==== Quoted passage

Prevention of catheter-related thrombosis, particularly in situations of vasculature exhaustion, is mandatory to avoid these scenarios. Use of lock solutions, mostly unfractioned Heparine at different concentrations, has long been a suitable option to prevent catheter-related complications, especially CRBI and thrombosis. But the occurrence of these complications while Heparin lock-solutions were used put into question the efficacy of Heparin solutions’, thus, prompting the search for other agents that can achieve, at least, the same efficacy with a lower cost and rate of complications. Many agents have been tested through the years, yet, the optimal composition, dose, associations and rate of administration of lock-solutions are still to be determined. Wang and al also noted that rTPA were the only agents that had a benefit over heparine when used as lock solutions, although, data concerning its use as a prophylactic lock solution was limited [15].

Finally, our cases were unique due to the younger age of both patients compared to those reported in the literature, and the insertion of a trans-atrial dialysis catheter (ATDC) in a septic situation in one case that turned out to be life-saving.

========

◆ Brief: Continue the passage on catheter lock solutions and thrombosis from its last sentence. The lines that follow the passage come from an unrelated source.

==== Data excerpt

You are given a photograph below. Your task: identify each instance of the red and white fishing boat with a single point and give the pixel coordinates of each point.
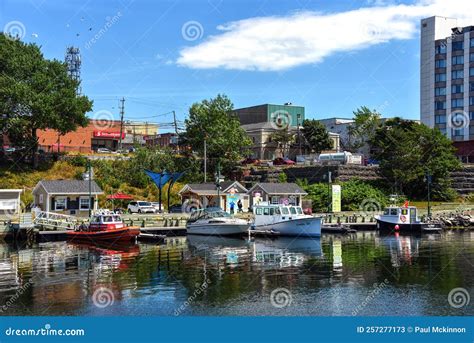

========

◆ Answer for this exercise:
5. Conclusion

The increasing prevalence of patients with ESRD who require dialysis and limitations in access to kidney transplantation or peritoneal dialysis mean that an increasing number of dialysis patients will eventually face vasculature exhaustion. The use of ATDC as a last resort access for dialysis has been shown to be safe and lifesaving, although complications such as infection and dysfunction have been reported and can be dangerous and even fatal. As healthcare providers, particularly nephrologists, it is important to prioritize the preservation of patients’ venous access, especially for those who are at high risk or already have CKD, and to promptly address any complications that may arise from their vascular access.

Data Availability

The data used to support the findings of this study are included within the article.

The two patients featured in this article were informed of the publication, reassured of their anonymity and gave their consent.

Conflicts of Interest

The authors declare that there are no conflicts of interest.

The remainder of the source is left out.